Given request 1 ▸ Translate this sentence from the text about Willem Arondeus into Spanish: "He was the youngest son of an Amsterdam fuel trader."
Given request 2 ▸ In the text about Willem Arondeus, shorten the paragraph beginning "He ran away from home at the age of 18" and keep its main facts.

The gay man who bombed a building and deserves to be celebrated as a hero

Willem Arondeus, circa 1921

It’s easy to think that pre-Stonewall, there were no ‘out’ gay people. This is not true.

Although being openly gay could risk arrest or imprisonment in many countries, the 20th century is littered with examples of brave souls who refused to hide their sexuality.

Some, such as London’s Quentin Crisp, were brazenly gay throughout their lives. Others, such as Alan Turing, have only been re-discovered and celebrated many years after their death.

Dutchman Willem Arondeus is an unknown name to many people today. To some, he’s just one of the millions who lost their lives at the hands of the Nazis during World War II.

However, the way he lived his life and his contribution to the war effort deserves to be remembered.

Willem Arondeus

Arondeus was born in Naarden, east of Amsterdam, in 1894. He was the youngest son of an Amsterdam fuel trader.

He ran away from home at the age of 18 and befriended artists, much to the upset of his family. Some historians believe friction over his sexuality contributed to the breakdown of his relationship with his parents. Either way, he was never to have regular contact with them again after he left home.

Emboldened by his new friends, he became an illustrator, painter and designer of posters and tapestries.

Other than being commissioned to paint a large mural for the Rotterdam City Hall, he did not achieve great commercial success as an artist.

Dataset ▸
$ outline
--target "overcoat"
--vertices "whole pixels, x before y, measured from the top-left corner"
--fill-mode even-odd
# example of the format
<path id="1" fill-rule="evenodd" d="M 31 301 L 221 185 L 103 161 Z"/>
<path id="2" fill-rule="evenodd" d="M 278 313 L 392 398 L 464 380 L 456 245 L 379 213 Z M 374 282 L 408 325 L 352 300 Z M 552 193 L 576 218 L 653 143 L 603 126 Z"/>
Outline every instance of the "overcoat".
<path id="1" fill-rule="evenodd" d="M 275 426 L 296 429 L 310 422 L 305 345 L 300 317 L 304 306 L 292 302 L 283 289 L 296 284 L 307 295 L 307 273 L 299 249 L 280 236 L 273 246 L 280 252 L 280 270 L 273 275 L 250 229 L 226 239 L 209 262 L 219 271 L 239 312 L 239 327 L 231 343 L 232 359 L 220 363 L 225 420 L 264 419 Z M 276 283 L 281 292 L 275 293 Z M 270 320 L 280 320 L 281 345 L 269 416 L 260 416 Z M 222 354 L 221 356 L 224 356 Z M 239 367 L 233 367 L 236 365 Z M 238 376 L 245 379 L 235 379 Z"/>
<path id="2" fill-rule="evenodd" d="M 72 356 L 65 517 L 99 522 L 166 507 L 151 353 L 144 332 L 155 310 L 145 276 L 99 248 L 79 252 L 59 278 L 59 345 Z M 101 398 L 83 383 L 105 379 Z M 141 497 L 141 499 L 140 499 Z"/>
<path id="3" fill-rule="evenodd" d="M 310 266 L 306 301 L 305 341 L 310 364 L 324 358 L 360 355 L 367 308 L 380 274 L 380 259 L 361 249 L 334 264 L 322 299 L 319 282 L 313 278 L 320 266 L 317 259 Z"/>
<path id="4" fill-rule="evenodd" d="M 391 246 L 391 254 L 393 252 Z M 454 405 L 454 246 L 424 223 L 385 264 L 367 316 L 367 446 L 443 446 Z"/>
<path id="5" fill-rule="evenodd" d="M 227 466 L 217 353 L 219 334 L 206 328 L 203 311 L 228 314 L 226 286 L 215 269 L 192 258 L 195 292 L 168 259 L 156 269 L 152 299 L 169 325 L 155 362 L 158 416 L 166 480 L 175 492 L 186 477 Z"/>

Full answer 1 ▸ Era el hijo menor de un comerciante de combustible de Ámsterdam.

Full answer 2 ▸ At 18, he ran away from home and befriended artists, which upset his family. Some historians think friction over his sexuality helped break down his relationship with his parents. He never again had regular contact with them.